• **Exercise requirements**: Say whether each statement below agrees with the workflow description, answering yes or no and quoting the words of the text that decide it. 1. Every program in the workflow, R included, runs in a conda environment. 2. The workflow expects the reference genome and gtf file to be in the resources/genome directory. 3. The fastq quality control step uses FastQC for checking and trimming.
-- Text section follows --
This workflow performs fastq quality trimming, quality checks, alignment and counting using STAR.
The workflow is built using snakemake, and is organized according to recommended best practices from snakemake as described https://snakemake.readthedocs.io/en/stable/snakefiles/deployment.html. For a tutorial on how to use snakemake, see here. The key files are workflow/Snakefile and config/config.yaml included in this repo. All programs, with the exception of R, are run in conda environemnts specified in the workflow. These conda environments can be reused, or optionally spun up fresh.
The workflow assumes that you have a resources/fastq directory containing the fastq files. It also assumes that you have a reference genome and gtf file located within the resources/genome directory. Included in the workflow is an indexing step that may or may not be necessary depending on where you point to for your reference genome.
The star workflow now includes a fastq quality control step that uses trim galore for fastq quality checking and trimming.
Following alignment and counting, the data is ready for analysis using DESeq2, edgeR, limma, or any other tool of choice.
-- Text section concluded --
-- Data listing follows --
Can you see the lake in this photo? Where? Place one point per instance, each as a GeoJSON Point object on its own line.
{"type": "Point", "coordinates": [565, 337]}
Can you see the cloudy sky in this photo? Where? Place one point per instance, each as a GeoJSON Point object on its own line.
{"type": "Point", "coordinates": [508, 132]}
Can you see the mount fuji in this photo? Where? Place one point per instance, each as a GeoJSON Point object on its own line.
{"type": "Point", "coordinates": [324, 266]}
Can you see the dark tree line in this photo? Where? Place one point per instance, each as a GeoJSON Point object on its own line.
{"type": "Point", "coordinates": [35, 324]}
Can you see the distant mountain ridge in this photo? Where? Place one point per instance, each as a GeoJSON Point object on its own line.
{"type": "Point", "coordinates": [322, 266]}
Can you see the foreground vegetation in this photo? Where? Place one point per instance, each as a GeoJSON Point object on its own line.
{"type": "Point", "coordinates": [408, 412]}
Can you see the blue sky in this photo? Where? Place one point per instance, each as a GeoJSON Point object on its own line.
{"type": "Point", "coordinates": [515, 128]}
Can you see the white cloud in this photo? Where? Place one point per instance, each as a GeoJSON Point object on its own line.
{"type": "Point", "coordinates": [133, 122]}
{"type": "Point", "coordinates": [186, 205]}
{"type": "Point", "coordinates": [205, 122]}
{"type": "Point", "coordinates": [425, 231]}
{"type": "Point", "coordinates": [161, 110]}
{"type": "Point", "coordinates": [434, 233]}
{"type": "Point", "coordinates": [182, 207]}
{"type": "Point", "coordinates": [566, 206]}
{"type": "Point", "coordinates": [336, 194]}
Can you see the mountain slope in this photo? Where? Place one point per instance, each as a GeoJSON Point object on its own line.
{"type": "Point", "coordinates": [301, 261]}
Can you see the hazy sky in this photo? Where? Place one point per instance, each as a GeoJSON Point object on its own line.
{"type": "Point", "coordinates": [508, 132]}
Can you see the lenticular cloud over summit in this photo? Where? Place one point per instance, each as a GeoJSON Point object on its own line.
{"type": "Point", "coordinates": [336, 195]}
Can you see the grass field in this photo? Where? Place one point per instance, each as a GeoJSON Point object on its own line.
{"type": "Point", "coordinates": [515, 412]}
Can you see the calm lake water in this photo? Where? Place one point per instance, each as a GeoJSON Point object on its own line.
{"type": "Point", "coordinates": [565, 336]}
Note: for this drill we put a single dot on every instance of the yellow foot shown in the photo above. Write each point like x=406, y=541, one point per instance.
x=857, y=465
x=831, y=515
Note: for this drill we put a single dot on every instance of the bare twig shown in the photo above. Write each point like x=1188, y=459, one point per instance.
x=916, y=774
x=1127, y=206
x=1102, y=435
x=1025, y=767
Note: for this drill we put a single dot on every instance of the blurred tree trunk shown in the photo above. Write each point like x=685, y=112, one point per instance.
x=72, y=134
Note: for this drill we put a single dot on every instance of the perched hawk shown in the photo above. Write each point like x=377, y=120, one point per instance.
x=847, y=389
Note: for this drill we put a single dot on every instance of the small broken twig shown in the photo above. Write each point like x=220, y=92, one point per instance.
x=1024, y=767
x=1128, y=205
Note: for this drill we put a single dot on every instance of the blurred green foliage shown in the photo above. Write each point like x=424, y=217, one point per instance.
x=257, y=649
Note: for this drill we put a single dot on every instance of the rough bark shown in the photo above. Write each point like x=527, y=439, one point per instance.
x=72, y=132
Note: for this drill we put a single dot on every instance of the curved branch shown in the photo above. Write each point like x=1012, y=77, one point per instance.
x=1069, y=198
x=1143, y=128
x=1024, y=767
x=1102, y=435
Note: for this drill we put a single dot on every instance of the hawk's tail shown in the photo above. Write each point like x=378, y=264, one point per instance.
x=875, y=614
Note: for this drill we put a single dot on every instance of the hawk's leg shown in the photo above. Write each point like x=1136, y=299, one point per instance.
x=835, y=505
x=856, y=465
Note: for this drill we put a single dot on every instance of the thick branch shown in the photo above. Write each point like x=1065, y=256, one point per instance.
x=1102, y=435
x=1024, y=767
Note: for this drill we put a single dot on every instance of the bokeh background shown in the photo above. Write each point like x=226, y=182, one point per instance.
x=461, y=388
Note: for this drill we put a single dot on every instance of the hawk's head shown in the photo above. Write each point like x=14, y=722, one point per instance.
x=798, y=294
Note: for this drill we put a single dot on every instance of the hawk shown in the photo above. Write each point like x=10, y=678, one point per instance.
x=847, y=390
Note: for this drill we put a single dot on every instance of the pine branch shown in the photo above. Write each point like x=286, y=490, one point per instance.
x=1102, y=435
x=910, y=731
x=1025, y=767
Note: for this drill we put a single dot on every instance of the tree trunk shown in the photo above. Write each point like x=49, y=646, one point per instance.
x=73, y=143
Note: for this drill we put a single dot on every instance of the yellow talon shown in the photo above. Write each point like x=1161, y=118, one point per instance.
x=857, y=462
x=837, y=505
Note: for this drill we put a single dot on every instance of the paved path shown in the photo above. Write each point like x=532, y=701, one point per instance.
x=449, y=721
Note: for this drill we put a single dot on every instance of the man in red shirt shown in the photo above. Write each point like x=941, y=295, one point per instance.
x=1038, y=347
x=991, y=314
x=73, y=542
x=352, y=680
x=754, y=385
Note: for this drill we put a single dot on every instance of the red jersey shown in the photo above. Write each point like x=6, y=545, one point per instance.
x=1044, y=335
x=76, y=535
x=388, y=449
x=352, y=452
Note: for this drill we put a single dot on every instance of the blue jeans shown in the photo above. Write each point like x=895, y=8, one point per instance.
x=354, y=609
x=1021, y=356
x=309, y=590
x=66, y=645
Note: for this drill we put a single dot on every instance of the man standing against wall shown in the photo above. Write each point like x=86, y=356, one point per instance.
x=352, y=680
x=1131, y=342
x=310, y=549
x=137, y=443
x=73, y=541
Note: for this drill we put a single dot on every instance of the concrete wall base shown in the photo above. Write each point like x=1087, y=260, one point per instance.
-- Data listing concluded --
• **Task response**:
1. No: "with the exception of R"
2. Yes: "a reference genome and gtf file located within the resources/genome directory"
3. No: "uses trim galore for fastq quality checking and trimming"